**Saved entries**
^^^^^^^^

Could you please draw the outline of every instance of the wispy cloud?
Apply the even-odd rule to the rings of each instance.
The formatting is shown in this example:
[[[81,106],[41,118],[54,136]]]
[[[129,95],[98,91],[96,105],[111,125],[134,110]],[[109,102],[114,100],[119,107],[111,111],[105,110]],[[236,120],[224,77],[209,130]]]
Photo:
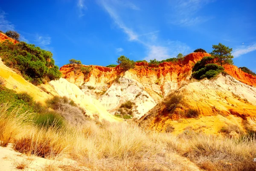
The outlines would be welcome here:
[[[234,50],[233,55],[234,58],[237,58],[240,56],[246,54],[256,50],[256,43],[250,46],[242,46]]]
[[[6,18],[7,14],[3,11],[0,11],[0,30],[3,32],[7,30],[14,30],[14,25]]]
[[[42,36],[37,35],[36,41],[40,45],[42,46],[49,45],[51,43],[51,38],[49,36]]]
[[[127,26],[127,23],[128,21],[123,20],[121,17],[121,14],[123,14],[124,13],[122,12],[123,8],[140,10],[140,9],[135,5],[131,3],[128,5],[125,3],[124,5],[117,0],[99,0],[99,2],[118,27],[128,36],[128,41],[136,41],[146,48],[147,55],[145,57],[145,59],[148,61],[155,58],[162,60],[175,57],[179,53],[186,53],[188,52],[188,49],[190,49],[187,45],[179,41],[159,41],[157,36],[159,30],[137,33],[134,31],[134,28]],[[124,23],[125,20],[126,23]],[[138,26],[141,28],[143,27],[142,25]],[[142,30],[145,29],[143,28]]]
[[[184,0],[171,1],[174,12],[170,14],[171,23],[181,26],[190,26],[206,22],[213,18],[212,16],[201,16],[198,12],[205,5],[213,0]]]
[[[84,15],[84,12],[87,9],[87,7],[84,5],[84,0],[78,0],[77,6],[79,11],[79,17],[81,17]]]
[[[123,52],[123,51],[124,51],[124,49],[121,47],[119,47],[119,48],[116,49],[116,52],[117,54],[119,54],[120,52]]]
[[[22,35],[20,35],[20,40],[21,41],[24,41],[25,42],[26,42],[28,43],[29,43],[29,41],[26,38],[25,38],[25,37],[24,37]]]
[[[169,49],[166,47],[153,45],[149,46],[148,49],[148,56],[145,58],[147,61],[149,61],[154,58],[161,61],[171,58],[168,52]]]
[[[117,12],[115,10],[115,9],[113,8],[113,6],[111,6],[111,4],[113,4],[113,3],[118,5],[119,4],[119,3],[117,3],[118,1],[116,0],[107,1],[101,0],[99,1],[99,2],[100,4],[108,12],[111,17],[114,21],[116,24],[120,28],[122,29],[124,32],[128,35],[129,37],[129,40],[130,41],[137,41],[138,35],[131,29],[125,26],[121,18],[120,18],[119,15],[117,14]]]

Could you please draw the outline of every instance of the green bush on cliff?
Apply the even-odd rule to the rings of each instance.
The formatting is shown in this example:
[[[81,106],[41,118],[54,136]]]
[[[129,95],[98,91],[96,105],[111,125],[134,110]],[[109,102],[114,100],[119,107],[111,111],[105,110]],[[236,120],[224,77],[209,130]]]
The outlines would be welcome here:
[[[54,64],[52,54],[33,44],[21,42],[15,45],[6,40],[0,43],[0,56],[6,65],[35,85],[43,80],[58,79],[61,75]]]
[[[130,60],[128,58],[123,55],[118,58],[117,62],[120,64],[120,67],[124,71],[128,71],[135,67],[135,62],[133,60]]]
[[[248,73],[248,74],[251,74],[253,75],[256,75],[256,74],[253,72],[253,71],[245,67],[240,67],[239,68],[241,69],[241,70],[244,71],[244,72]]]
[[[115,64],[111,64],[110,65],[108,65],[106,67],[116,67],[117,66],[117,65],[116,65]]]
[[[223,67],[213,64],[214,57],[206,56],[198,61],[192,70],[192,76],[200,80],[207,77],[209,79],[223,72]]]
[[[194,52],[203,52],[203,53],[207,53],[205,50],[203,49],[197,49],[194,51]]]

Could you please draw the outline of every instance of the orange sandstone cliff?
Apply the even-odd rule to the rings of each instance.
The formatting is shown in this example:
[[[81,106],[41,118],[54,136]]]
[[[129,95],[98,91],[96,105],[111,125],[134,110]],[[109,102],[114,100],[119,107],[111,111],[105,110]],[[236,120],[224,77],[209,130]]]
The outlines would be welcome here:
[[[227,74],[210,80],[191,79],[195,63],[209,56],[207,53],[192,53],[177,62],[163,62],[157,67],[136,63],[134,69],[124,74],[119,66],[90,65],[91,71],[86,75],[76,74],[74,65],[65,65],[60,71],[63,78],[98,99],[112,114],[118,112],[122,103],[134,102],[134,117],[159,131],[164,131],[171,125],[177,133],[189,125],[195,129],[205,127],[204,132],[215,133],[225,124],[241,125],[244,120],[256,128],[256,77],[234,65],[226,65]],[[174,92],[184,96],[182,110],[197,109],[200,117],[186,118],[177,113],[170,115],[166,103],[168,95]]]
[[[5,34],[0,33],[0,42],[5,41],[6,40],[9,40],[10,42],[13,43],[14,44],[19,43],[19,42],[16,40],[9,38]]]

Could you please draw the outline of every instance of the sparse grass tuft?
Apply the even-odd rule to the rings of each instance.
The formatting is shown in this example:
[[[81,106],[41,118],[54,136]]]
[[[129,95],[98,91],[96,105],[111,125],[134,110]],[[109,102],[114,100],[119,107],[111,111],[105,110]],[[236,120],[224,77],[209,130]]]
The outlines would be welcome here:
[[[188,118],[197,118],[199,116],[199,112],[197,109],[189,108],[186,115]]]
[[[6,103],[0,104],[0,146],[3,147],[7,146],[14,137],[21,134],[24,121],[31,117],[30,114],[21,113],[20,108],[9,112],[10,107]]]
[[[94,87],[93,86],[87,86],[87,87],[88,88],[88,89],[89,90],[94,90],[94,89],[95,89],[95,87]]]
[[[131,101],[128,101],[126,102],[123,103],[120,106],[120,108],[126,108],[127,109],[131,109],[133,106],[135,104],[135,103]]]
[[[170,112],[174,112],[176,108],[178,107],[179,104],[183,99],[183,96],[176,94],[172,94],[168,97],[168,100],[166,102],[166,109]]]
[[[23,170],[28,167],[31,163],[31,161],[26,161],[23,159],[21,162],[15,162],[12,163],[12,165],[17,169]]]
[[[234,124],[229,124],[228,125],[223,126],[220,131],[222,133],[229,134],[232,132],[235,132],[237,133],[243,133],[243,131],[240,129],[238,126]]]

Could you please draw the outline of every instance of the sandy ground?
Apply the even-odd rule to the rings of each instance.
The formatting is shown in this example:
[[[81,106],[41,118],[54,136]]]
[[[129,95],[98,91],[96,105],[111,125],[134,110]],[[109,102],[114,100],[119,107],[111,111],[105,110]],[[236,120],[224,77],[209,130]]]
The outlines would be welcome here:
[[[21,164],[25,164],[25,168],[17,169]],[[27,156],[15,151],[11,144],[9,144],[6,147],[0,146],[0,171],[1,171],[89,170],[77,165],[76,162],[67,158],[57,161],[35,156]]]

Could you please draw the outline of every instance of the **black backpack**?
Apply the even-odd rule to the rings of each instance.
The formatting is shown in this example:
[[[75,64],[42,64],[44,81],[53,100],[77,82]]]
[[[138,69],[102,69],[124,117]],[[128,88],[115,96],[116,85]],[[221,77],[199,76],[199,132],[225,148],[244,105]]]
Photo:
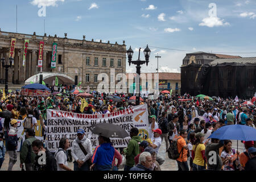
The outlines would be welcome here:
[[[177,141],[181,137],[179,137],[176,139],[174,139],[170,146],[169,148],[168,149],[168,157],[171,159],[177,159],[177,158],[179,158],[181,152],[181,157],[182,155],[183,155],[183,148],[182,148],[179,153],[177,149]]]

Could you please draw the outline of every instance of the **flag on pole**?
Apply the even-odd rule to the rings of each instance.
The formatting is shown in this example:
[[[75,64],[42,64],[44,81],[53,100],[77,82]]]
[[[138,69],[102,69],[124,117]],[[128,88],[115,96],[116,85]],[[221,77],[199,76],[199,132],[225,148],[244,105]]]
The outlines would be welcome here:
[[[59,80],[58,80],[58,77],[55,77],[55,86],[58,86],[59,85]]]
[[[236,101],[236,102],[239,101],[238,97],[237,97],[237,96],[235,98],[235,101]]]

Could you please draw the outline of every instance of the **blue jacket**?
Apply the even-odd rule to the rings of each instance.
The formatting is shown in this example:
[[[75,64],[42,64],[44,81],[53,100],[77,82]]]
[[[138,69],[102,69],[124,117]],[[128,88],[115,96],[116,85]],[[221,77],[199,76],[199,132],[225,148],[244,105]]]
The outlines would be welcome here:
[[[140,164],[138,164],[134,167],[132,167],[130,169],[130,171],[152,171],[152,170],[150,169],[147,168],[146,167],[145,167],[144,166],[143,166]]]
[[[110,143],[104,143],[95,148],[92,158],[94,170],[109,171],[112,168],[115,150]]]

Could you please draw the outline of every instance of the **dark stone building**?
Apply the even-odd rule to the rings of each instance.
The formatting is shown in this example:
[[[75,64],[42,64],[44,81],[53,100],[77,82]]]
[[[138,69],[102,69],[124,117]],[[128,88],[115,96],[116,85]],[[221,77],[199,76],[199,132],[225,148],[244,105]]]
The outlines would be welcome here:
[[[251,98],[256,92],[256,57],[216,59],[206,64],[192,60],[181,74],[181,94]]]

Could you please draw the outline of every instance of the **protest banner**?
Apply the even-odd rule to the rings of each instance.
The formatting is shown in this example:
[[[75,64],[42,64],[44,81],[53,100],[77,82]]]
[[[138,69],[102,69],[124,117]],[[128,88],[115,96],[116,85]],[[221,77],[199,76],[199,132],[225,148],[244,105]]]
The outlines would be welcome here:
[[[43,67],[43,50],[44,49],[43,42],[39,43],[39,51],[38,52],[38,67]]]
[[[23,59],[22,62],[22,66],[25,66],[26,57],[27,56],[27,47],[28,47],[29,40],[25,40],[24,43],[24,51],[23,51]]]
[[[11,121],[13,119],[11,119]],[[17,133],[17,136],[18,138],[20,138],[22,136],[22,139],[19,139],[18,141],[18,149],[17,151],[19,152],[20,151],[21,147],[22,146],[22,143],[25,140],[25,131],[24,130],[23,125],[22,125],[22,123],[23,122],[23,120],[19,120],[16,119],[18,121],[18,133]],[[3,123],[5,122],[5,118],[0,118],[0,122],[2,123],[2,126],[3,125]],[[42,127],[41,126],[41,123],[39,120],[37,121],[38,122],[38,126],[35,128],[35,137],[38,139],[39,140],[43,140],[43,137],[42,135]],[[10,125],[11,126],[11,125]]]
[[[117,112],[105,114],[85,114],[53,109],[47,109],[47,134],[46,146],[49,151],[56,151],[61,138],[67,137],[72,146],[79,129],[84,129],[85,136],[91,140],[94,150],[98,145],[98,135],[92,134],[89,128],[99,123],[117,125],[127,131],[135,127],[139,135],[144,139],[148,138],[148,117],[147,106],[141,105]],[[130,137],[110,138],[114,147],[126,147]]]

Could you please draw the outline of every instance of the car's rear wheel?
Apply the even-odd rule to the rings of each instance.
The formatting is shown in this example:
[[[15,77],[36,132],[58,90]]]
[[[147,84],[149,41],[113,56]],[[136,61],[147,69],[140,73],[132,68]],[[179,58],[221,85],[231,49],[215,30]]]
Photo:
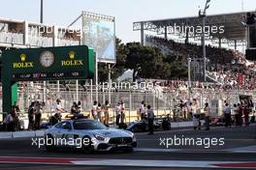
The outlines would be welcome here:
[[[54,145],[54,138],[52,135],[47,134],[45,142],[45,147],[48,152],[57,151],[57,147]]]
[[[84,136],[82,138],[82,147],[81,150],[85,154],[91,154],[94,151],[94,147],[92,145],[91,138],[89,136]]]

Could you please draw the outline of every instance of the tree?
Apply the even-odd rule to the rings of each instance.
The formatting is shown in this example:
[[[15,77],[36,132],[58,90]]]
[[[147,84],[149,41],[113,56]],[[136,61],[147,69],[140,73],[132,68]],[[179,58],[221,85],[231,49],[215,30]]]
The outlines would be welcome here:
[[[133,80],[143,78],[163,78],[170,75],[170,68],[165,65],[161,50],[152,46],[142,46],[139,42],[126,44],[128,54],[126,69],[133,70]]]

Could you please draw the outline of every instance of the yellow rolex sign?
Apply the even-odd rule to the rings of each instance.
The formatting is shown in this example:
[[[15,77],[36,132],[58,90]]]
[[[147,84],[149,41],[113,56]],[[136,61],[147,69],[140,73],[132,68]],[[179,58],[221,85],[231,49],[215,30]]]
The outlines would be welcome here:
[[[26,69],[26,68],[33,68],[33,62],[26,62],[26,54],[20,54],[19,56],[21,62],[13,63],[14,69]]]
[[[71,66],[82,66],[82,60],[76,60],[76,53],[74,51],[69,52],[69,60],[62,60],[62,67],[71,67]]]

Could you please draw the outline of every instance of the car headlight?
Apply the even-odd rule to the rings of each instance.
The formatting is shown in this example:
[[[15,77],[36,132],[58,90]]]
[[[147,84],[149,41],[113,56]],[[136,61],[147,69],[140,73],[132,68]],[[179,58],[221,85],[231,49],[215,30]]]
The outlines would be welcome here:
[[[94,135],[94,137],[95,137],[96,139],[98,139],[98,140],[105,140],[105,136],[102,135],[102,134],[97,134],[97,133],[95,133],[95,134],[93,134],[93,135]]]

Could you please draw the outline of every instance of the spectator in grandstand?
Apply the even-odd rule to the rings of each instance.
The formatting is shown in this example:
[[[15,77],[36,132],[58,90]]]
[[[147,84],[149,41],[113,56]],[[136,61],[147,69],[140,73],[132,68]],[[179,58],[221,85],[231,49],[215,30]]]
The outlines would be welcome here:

^^^^^^^^

Using the material above, extract the line that contains "the car headlight?" and every line after it, exactly as given; stop at the last line.

Could you please draw the outline of every instance of the car headlight?
Apply the even-odd rule to the rings of each instance.
The formatting is shown in this example:
[[[15,77],[36,132],[58,90]]]
[[[147,84],[149,41],[113,56]],[[136,61],[147,69],[140,73],[132,68]],[[179,58],[221,85],[231,49],[215,30]]]
The outlines would be welcome here:
[[[94,135],[94,137],[95,137],[96,139],[98,139],[98,140],[105,140],[105,136],[102,135],[102,134],[97,134],[97,133],[95,133],[95,134],[93,134],[93,135]]]

Could you please draw the outline of every instance of the spectator in grandstand?
Apply the even-odd rule to the rings of each instance.
The formatting is shown in this example:
[[[15,77],[36,132],[58,90]]]
[[[147,84],[149,41],[113,56]],[[136,61],[147,69],[140,73],[132,68]],[[179,58],[221,85],[231,49],[215,30]]]
The outlines would be welcome here:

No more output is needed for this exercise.